TASK SET
**a)** Copy out the records word for word, from their beginning through the line that contains "positive clicks: (401, 515)", with both ends included. Omit the pictures.
**b)** Pick up the text on the Third Way where it ends and continue writing it.

GIVEN TEXT
________________________________________

What is the "Third Way"? PDF Print E-mail
Tuesday, 30 November 1999 00:00

Brian Roper

The Labour Government claims that it is treading a middle path between the "big government" of the old Left and the free market agenda of the New Right. Its ideology is similar to that of the "Third Way" pursued by the Clinton Administration in the US during the 1990s and the Blair Labour Government in Britain.

It is difficult to summarise the ideas and policies of the Third Way briefly because these ideas are very vague. Third Way politicians frequently engage in dishonest double-speak. Their rhetorical commitment to an equal society is combined with real opposition to increasing welfare benefits or reversing tax cuts for the rich. In other words, to work out what the Third Way really is about it is important not to be baffled by the spin doctors' bullshit.

 

A Third Way?
Talking about the Third Way implies that there is both a First Way and a Second Way. So, according to UK sociologist and Third Way guru Anthony Giddens, there is a First Way of "old-style social democracy" which had excessive faith in the state, and neoliberalism or the New Right, which puts too much trust in the market. The Third Way lies between the Old Left and the New Right.

So British Prime Minister Tony Blair says, "We need neither the politics of old Labour nor the New Right but a new left-of-centre agenda for the future."

________________________________________

MATERIAL SHOWN
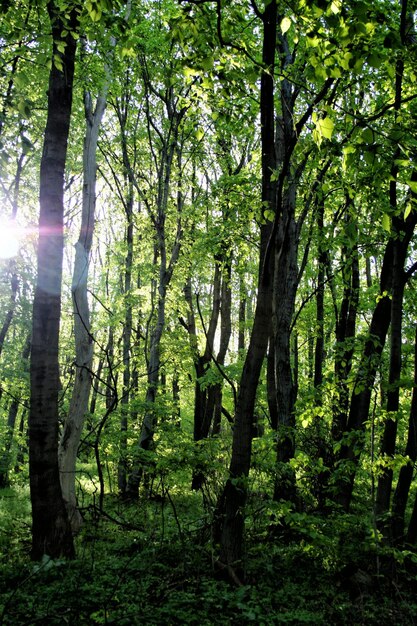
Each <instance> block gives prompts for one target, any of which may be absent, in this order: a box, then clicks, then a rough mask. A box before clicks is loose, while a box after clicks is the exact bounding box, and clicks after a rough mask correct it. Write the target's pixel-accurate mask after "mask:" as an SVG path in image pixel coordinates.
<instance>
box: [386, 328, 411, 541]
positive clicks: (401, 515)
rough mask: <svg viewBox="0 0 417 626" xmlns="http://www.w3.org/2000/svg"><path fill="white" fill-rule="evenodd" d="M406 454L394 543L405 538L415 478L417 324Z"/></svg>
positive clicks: (393, 522)
mask: <svg viewBox="0 0 417 626" xmlns="http://www.w3.org/2000/svg"><path fill="white" fill-rule="evenodd" d="M405 455H406V456H407V457H408V458H409V461H408V462H407V463H406V464H405V465H403V466H402V467H401V470H400V475H399V477H398V482H397V487H396V489H395V492H394V496H393V501H392V524H391V534H392V538H393V540H394V543H398V542H399V541H401V540H402V539H403V535H404V526H405V522H404V516H405V509H406V506H407V500H408V494H409V491H410V486H411V481H412V479H413V473H414V464H415V462H416V460H417V325H416V332H415V340H414V387H413V396H412V399H411V407H410V417H409V422H408V435H407V445H406V448H405Z"/></svg>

________________________________________

RESPONSES PER TASK
**a)**
Each <instance> block gives prompts for one target, any of which may be absent, in this order: a box, then clicks, then a rough mask. A box before clicks is loose, while a box after clicks is the exact bounding box, and clicks after a rough mask correct it. Write the target's pixel-accurate mask after "mask:" as an SVG path in image pixel coordinates.
<instance>
box: [386, 328, 411, 541]
positive clicks: (401, 515)

**b)**
Rejecting socialism
Everyone who is even vaguely left of centre rejects the Right, so it is important to recognise the extent to which the Third Way assumes that socialism is out of date. Anthony Giddens argues that:

…as a theory of the managed economy, socialism barely exists any longer… countries that retain a nominal attachment to communism, most notably China, have abandoned the economic doctrines for which they once stood.

All the advocates of the Third Way assume that the collapse of East European Stalinism is the failure of socialism. The truth is that real socialism, as Marx understood it, centrally involving the working class majority democratically running society - is something that never happened under the Stalinist dictatorships of Eastern Europe. They also assume that the world has changed in ways that makes so-called "old-style social democracy" out of date.

 

Accepting features of the New Right
Third Way intellectuals and politicians are much more selective in their "rejection" of neoliberalism. They argue that it stimulated a broad range of positive changes in government policy, while simultaneously increasing economic instability, social inequality, and the destructive impact of market forces on the natural environment.
Anthony Giddens argues that there are three "transformations which are altering the landscape of politics" - globalisation, the emergence of the knowledge economy, and the "rise of individualism."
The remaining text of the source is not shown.